Retype every line of the rows below without changing a single character.
[Data listing start]
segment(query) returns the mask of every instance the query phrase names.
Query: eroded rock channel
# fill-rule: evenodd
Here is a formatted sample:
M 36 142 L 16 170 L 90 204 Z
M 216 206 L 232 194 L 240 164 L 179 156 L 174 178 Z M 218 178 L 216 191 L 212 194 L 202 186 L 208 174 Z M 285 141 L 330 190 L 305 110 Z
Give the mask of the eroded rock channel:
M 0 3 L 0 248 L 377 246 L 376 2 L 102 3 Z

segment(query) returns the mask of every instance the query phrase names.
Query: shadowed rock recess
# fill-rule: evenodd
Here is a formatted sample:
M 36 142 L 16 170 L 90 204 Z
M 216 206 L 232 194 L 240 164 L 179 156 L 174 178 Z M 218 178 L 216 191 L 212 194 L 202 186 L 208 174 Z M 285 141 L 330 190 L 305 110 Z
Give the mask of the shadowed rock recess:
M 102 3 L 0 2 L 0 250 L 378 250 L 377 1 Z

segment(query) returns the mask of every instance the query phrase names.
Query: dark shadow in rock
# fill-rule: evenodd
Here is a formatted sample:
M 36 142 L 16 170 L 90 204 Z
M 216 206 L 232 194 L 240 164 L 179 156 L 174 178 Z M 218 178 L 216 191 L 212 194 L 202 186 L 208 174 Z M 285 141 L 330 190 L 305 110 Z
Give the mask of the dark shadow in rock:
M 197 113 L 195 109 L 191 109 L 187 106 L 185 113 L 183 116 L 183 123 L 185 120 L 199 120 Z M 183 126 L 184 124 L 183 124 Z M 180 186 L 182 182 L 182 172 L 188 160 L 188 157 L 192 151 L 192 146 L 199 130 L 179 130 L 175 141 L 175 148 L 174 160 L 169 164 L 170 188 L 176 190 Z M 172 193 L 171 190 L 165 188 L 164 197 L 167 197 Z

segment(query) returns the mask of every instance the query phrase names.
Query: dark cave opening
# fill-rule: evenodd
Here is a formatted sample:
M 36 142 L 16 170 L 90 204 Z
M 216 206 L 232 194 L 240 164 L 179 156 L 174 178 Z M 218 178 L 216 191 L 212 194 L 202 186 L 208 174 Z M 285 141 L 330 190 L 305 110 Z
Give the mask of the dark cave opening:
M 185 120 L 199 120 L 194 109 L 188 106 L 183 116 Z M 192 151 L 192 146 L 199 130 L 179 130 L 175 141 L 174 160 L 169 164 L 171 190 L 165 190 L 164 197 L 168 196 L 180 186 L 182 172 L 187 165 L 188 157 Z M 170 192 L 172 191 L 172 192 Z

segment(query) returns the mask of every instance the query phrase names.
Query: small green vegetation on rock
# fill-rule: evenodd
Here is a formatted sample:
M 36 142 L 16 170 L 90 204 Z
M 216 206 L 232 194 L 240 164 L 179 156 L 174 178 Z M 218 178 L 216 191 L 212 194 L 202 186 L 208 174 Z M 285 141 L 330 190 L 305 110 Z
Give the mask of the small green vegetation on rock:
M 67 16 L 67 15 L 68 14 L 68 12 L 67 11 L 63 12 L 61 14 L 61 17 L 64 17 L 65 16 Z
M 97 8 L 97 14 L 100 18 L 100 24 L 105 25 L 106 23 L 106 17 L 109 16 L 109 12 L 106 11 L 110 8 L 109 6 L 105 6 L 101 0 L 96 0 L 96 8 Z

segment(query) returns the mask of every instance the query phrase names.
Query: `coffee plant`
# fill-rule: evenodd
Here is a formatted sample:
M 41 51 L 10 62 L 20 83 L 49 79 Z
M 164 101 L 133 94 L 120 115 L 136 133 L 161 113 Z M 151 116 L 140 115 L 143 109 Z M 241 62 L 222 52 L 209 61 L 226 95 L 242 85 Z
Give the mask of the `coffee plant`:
[Data listing end]
**Response to this exercise**
segment(query) returns the mask of every instance the query phrase names.
Query: eroded rock channel
# fill-rule: evenodd
Here is a formatted sample:
M 36 142 L 16 170 L 90 204 Z
M 216 206 L 232 194 L 240 164 L 179 156 L 174 178 Z M 218 178 L 216 191 L 212 194 L 202 186 L 208 174 Z M 285 141 L 330 190 L 305 110 Z
Give the mask of the eroded rock channel:
M 0 3 L 0 248 L 377 246 L 376 2 L 102 3 Z

segment(query) returns the mask of every instance the query phrase names.
Query: shadowed rock recess
# fill-rule: evenodd
Here is a formatted sample:
M 36 142 L 16 170 L 90 204 Z
M 216 206 L 232 194 L 240 164 L 179 156 L 174 178 Z M 218 178 L 216 191 L 212 194 L 202 186 L 208 174 Z M 285 141 L 330 190 L 305 110 Z
Give the mask of the shadowed rock recess:
M 102 3 L 0 2 L 0 250 L 378 250 L 377 1 Z

segment(query) returns the mask of every instance the query phrase names.
Query: dark shadow in rock
# fill-rule: evenodd
Here is a formatted sample:
M 36 142 L 16 170 L 90 204 Z
M 216 206 L 232 194 L 240 164 L 179 156 L 174 178 Z M 218 178 L 216 191 L 212 194 L 202 186 L 208 174 Z M 285 141 L 330 190 L 305 110 Z
Give the mask of the dark shadow in rock:
M 197 113 L 195 109 L 191 109 L 187 106 L 185 113 L 183 116 L 183 123 L 185 120 L 199 120 Z M 183 126 L 184 124 L 183 124 Z M 180 186 L 182 182 L 182 172 L 188 160 L 188 157 L 192 151 L 192 146 L 199 130 L 179 130 L 175 141 L 175 148 L 174 160 L 169 164 L 170 188 L 176 190 Z M 172 193 L 171 190 L 165 188 L 164 197 L 167 197 Z

segment(query) returns the mask of every instance the query phrase names.
Query: dark cave opening
# fill-rule: evenodd
Here is a formatted sample:
M 36 142 L 16 170 L 90 204 Z
M 216 206 L 232 194 L 240 164 L 179 156 L 174 178 Z M 218 178 L 216 191 L 212 194 L 202 186 L 208 174 Z M 285 141 L 330 190 L 305 110 Z
Give the mask of the dark cave opening:
M 185 120 L 199 120 L 194 109 L 188 106 L 183 116 Z M 192 151 L 192 146 L 199 130 L 179 130 L 175 141 L 174 160 L 169 164 L 171 190 L 165 190 L 164 197 L 168 196 L 180 186 L 182 172 L 187 165 L 188 157 Z M 170 192 L 172 191 L 172 192 Z

segment(query) returns the mask of every instance the query phrase names.
Query: small green vegetation on rock
# fill-rule: evenodd
Here is a formatted sample:
M 36 142 L 16 170 L 90 204 Z
M 216 206 L 232 194 L 240 164 L 179 156 L 174 178 Z M 218 178 L 216 191 L 212 194 L 202 186 L 208 174 Z M 285 141 L 330 190 L 305 110 Z
Give the mask of the small green vegetation on rock:
M 67 16 L 67 15 L 68 14 L 68 12 L 67 11 L 63 12 L 61 14 L 61 17 L 64 17 L 65 16 Z
M 97 8 L 97 14 L 100 18 L 100 24 L 105 25 L 106 23 L 106 17 L 109 16 L 109 12 L 106 11 L 110 8 L 109 6 L 105 6 L 101 0 L 96 0 L 96 8 Z

segment(query) returns the mask of every instance the query phrase names.
Query: `coffee plant`
# fill-rule: evenodd
Here is a formatted sample:
M 41 51 L 10 62 L 20 83 L 49 79 Z
M 164 101 L 133 94 L 120 115 L 136 133 L 161 113 Z M 151 116 L 140 115 L 143 109 Z M 241 62 L 222 52 L 209 61 L 226 95 L 242 85 Z
Give the mask of the `coffee plant`:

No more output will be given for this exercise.